**PASSAGE**.
=== Begin Enclosure ===
Economics Asked by curiousTrader on March 3, 2021

By definition, inflation should be affected by the increase of the money supply. During the pandemic, there have been numerous huge monetary policies executed, e.g., quantitative easing (QE), injection liquidity into the market by increasing the monetary base.

A lot of people say that this will lead to inflation and you have to save your wealth into rather deflationary assets, like gold or bitcoin. However, a lot of economist argue that the picture is way more complex than this. For instance, a supply shock should lead to inflation, but high unemployment should keep it down.

Even if inflation would not be significant in the short term, or significantly higher than the target inflation, why wouldn’t there be a huge inflation in the short to mid term?

I know once the economy is healthier, central banks can raise interest rates, and that would slow down the economy and would cause deflation. But, still, this kind of huge money printing could only be cured by very radical interest rate increases, which may not happen at all.

One Answer

An important subtlety

In the literature, the words "inflation/deflation" are often used to describe "any increase/decrease in the price of a good for any reason". If some kind of crisis causes the value of stocks to drop by 10% and a monetary scheme like QE is implemented to bump the stocks back up by 10%, then some would say that the inflation is zero.

However, it is clear that the stock prices are now 10% higher than they would have been without the injection of money via QE. We could say that the price is inflated relative to a case without such intervention. From this viewpoint, any expansion of the monetary base must be inflationary, since it will always raise the prices of some assets/goods/services relative to the price without the intervention.

One could argue that the 10% drop reflects a real change in the state of the economy (people are more interested in having the funds to see themselves through an immediate crisis than to invest long term), and that injecting more money into the system to prop up the value of stocks that nobody would want to buy in the absence of QE is unnecessary.

To answer your question in short, if one uses the broad definition of inflation, it is indeed possible to do the exact right amount of QE to make sure the price in dollars and cents of assets do not change as a result of the crisis in the short/medium/long term. If one uses the more narrow definition, QE and similar interventions are always inflationary.
=== End Enclosure ===
Answer these questions from the text on inflation and quantitative easing.
(a) Which two assets are named as places where people say wealth should be saved?
(b) In the stock example, by what percentage does a crisis cause stock values to drop?
(c) Under the more narrow definition of inflation, how are QE and similar interventions described?
The records that come next have no connection to the text on inflation.

**EXCERPTED RECORDS**.
=== Begin Enclosure ===
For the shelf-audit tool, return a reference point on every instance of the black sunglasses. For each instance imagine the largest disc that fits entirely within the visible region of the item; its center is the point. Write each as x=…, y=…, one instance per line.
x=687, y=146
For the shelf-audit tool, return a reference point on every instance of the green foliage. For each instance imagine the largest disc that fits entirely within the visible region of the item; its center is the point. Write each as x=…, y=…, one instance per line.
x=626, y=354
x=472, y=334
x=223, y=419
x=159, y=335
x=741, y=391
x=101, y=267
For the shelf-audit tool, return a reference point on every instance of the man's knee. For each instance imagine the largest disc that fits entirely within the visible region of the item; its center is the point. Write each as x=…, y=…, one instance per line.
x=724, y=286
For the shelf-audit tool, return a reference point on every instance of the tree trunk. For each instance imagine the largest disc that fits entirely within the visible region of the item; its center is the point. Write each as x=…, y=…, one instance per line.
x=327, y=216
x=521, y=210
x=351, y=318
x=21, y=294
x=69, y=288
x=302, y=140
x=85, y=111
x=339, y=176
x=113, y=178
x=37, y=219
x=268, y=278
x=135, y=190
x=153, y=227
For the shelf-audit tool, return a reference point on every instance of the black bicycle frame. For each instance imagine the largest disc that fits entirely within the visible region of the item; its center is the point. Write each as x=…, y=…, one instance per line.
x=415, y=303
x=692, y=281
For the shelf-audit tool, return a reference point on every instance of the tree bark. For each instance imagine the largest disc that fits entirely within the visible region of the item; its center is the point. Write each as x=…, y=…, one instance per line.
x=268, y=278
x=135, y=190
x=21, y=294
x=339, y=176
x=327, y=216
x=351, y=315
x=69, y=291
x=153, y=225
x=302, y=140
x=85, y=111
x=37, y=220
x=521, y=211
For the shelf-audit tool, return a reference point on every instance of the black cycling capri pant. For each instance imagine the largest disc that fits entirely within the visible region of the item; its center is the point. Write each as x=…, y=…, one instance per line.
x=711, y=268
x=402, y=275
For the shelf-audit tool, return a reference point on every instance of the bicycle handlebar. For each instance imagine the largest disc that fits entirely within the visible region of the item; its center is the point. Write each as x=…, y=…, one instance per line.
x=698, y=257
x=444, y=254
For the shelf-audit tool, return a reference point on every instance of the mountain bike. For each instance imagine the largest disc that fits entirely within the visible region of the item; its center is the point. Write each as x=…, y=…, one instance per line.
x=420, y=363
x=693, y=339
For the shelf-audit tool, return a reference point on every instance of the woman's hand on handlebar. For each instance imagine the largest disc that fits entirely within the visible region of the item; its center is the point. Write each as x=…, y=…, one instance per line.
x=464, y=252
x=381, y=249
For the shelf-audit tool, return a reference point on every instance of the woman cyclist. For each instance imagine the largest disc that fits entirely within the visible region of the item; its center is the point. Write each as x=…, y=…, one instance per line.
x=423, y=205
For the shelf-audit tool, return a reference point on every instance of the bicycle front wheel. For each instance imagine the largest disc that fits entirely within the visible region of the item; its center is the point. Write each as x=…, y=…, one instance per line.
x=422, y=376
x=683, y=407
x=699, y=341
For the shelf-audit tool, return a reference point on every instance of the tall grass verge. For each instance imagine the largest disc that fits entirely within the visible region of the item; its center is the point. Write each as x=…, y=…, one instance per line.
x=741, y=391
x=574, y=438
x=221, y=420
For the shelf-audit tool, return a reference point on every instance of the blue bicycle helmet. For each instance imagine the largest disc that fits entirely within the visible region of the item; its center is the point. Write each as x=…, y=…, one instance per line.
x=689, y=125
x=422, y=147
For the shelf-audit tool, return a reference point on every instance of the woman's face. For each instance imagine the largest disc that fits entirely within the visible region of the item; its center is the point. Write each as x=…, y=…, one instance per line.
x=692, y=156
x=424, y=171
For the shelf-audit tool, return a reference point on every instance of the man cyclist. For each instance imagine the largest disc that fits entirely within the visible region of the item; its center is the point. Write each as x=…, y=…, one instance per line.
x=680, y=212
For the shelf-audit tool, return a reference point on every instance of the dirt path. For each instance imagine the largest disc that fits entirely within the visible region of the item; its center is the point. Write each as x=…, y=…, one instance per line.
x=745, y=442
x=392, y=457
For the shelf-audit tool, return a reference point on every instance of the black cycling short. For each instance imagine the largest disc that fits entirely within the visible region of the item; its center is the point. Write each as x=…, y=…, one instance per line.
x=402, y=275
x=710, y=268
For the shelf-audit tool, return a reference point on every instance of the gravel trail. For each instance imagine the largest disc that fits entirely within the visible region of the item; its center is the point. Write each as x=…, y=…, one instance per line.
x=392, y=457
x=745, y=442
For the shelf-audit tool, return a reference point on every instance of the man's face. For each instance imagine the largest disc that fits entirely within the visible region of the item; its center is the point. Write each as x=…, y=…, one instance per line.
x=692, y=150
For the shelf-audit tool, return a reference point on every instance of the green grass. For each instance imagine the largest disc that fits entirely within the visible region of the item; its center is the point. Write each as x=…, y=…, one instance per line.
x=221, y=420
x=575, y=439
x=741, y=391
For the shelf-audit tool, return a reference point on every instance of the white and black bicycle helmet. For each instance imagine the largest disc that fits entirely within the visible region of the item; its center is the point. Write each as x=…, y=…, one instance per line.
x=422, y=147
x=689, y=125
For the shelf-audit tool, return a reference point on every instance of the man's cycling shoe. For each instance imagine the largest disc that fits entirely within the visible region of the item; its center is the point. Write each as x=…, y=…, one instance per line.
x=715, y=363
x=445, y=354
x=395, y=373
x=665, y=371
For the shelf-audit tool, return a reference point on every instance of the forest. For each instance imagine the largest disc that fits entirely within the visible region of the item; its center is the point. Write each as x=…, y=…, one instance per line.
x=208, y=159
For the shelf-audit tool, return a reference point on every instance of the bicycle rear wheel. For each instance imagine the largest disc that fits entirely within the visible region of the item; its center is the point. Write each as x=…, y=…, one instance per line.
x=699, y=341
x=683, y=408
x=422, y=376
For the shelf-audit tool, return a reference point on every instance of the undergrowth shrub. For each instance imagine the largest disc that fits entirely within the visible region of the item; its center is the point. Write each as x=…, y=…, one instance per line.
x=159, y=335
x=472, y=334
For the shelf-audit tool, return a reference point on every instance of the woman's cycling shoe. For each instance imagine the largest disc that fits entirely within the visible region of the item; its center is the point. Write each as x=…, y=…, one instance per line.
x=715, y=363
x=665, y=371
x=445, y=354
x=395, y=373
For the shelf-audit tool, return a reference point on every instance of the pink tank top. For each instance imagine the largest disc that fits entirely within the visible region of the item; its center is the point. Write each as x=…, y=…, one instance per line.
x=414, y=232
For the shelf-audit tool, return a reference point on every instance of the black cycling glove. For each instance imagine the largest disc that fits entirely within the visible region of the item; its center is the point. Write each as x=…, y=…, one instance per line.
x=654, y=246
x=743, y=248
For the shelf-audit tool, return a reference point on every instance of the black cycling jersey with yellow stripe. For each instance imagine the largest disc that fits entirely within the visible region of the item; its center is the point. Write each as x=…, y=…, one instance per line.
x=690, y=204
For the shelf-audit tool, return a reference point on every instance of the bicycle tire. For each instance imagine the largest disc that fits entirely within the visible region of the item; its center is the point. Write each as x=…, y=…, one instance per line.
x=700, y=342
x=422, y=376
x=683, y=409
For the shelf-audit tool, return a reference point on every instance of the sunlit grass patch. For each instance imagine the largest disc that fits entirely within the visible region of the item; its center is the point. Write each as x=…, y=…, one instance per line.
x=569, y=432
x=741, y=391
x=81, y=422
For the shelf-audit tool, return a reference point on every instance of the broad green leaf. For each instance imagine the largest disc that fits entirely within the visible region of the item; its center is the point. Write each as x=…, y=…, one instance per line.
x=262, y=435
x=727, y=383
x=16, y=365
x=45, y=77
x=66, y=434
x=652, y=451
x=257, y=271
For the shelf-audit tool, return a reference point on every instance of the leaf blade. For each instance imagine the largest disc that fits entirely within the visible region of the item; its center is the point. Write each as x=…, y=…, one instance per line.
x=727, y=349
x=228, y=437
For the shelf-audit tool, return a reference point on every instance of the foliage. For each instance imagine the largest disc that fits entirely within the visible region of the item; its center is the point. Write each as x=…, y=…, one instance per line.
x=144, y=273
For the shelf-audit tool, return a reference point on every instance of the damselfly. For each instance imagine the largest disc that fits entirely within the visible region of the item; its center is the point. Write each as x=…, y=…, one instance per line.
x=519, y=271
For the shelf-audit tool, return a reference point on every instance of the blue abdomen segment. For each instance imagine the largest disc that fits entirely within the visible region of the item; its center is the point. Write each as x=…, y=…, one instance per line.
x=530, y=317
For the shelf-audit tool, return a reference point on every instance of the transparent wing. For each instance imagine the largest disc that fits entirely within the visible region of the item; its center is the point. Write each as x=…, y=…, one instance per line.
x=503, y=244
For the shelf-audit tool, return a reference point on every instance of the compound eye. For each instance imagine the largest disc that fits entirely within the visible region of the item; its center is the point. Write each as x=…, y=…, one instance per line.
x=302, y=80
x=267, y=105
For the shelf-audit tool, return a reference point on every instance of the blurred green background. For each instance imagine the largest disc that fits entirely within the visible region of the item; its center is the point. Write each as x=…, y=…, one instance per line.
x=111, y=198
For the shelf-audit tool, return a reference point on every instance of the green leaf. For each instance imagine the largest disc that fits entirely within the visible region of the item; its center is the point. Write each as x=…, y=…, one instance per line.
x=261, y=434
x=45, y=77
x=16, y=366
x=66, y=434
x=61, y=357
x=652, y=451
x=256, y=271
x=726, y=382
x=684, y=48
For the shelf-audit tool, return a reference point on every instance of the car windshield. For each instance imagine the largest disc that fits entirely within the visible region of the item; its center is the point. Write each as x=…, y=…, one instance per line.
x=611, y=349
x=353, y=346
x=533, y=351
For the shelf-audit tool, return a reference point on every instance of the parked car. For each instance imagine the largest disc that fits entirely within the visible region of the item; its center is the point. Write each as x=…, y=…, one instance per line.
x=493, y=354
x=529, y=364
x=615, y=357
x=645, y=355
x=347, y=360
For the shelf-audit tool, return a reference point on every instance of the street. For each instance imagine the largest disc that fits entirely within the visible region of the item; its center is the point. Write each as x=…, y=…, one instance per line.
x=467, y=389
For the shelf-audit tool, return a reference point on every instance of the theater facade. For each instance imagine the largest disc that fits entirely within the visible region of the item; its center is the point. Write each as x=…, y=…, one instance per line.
=== End Enclosure ===
**EXPECTED ANSWER**.
(a) Gold and bitcoin.
(b) 10%.
(c) They are always inflationary.